WHAT THE TASK ASKS
Output the data below exactly, down to the last character.

Collected data
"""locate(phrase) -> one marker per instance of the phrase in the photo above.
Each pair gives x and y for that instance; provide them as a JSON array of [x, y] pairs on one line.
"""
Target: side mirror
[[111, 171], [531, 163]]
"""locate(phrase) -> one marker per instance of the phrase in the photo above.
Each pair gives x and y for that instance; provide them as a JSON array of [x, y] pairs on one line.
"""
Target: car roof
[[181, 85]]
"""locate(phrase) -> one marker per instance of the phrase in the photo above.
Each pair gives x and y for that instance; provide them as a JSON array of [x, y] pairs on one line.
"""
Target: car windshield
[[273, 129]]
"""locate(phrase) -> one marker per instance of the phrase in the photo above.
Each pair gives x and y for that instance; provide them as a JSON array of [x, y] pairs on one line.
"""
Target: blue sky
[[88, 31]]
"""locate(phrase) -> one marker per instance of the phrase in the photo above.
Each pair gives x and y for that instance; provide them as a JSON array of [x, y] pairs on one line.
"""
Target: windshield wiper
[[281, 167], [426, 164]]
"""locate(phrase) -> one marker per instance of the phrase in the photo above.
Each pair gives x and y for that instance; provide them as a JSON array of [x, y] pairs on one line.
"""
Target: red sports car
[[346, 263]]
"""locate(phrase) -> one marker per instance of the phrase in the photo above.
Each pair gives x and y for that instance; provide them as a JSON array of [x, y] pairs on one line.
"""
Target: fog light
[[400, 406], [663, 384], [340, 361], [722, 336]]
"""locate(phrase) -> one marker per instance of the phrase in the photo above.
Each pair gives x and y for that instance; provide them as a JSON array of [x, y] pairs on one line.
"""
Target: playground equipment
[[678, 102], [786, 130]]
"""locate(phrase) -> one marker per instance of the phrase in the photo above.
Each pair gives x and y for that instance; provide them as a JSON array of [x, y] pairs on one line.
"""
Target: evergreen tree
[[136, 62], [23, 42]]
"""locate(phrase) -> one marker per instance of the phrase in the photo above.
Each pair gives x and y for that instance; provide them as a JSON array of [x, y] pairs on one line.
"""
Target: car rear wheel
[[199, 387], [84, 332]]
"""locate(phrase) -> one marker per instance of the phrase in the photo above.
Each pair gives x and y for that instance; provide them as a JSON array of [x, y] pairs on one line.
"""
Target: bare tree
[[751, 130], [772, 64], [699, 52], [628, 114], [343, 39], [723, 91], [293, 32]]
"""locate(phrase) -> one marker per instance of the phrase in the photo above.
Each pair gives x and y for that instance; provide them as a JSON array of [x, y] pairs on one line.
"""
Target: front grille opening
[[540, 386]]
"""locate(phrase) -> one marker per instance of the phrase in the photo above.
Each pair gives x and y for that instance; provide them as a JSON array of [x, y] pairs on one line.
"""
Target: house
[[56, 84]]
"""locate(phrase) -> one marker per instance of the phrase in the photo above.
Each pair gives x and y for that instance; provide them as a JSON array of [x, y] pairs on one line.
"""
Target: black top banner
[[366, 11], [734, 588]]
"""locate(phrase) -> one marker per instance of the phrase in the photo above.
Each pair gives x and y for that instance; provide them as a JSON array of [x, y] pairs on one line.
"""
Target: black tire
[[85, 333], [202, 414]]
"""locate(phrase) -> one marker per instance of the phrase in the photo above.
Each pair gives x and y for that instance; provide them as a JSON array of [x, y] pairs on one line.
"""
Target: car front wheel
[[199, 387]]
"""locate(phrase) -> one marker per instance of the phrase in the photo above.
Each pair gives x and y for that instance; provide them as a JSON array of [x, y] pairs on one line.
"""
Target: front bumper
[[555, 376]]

RESPONSE AREA
"""locate(phrase) -> one marker per instance of the phrase in the photo above.
Each pair gives x and y for that instance; provide them as a JSON array of [x, y] pairs on one line.
"""
Target: side mirror
[[111, 171], [531, 163]]
"""locate(phrase) -> one marker per instance of the phrase in the photo above.
Each pair gives x and y for that instance; provide them as a JSON array of [x, y] pairs on one line.
"""
Target: car roof
[[181, 85]]
"""locate(phrase) -> one marker per instance of the phrase in the photo above.
Each pair gives x and y for that instance; provide them as a JSON array of [x, y] pairs on one line.
"""
Target: car windshield
[[273, 129]]
"""locate(phrase) -> one marker per instance of the phrase in the photo above.
Each pair gives x and y for that instance; provide them as a JSON array of [x, y] pairs on one line.
"""
Target: blue sky
[[88, 31]]
"""locate(phrase) -> one marker per instance of the phrase in the photo above.
Each pair gives x and y for that instance; provide them as a JSON array of [x, y] pairs on one line.
"""
Target: windshield wiper
[[281, 167], [426, 164]]
"""locate(phrase) -> one marker per instance of the phrase in the photo above.
Each pair gives x and y for that instance; provide them as a JSON array of [x, y] pairs on one line.
"""
Target: red sports car
[[346, 263]]
"""locate(phrase) -> one marker per instance of the phrase in the photo above.
Each pair gives x and y for that instance; provide them as a JSON array of [x, y] pairs on one line.
"""
Target: fog light
[[400, 406], [663, 384], [340, 361], [722, 336]]
"""locate(phrase) -> one marker per instance of the phrase in the photo above.
Each pair gives x and y for that instance; provide them as a JSON array of [x, y] pairs on one line.
"""
Target: playground equipment
[[678, 102], [786, 130]]
"""locate(phrase) -> one marker per instance of the phrase in the photo above.
Each pair gives x and y for that instance; provide them as a JSON array of [x, y] pairs on one line.
"""
Target: evergreen tree
[[136, 62], [23, 42]]
"""locate(phrase) -> one marker per instance of the phrase in the photo above.
Each pair gives x and y for that instance; provide them as a JSON array of [x, y] pairs on one line.
"""
Target: car rear wheel
[[199, 387], [84, 332]]
"""locate(phrase) -> one marker per instance of the phrase in the photo above.
Each pair gives x and y for that instance; provide them as a JSON array of [x, y] pairs on one line.
"""
Target: bare tree
[[751, 130], [772, 64], [699, 52], [628, 114], [343, 39], [723, 91], [293, 32]]
"""locate(phrase) -> one marker per instance of the phrase in the photo above.
Each pair gives x and y for that instance; provide them as a JSON array of [x, y] pairs on one line.
"""
Target: front grille opening
[[540, 386]]
"""locate(phrase) -> one marker per instance of the phrase in the photo above.
Each pair gives x and y for that instance; provide them as a JSON array of [x, y] pairs on one line.
"""
Target: house
[[56, 84]]
"""locate(phrase) -> one marker per instance of the phrase in the photo above.
Each pair gives x and y for that instance; provide them as a JSON array of [x, y] pairs on one line.
"""
Target: black top banner
[[366, 11], [734, 588]]
"""locate(phrase) -> one marker per instance of the phrase in the photo above.
Each pair gives x and y for that instance; provide them as a JSON array of [x, y] pairs on one line.
"""
Target: black tire
[[85, 333], [202, 414]]
"""locate(phrase) -> one marker per instance of the phrase in the photo above.
Each pair gives x and y for that instance; provide them as a JSON array of [x, y] pairs on one line.
"""
Target: car front wheel
[[199, 387]]
"""locate(phrase) -> one marker per instance of the phrase in the photo above.
Each pair gives x and y for that instance; provide them as a JSON array of [x, y] pairs on one line.
"""
Target: front bumper
[[555, 376]]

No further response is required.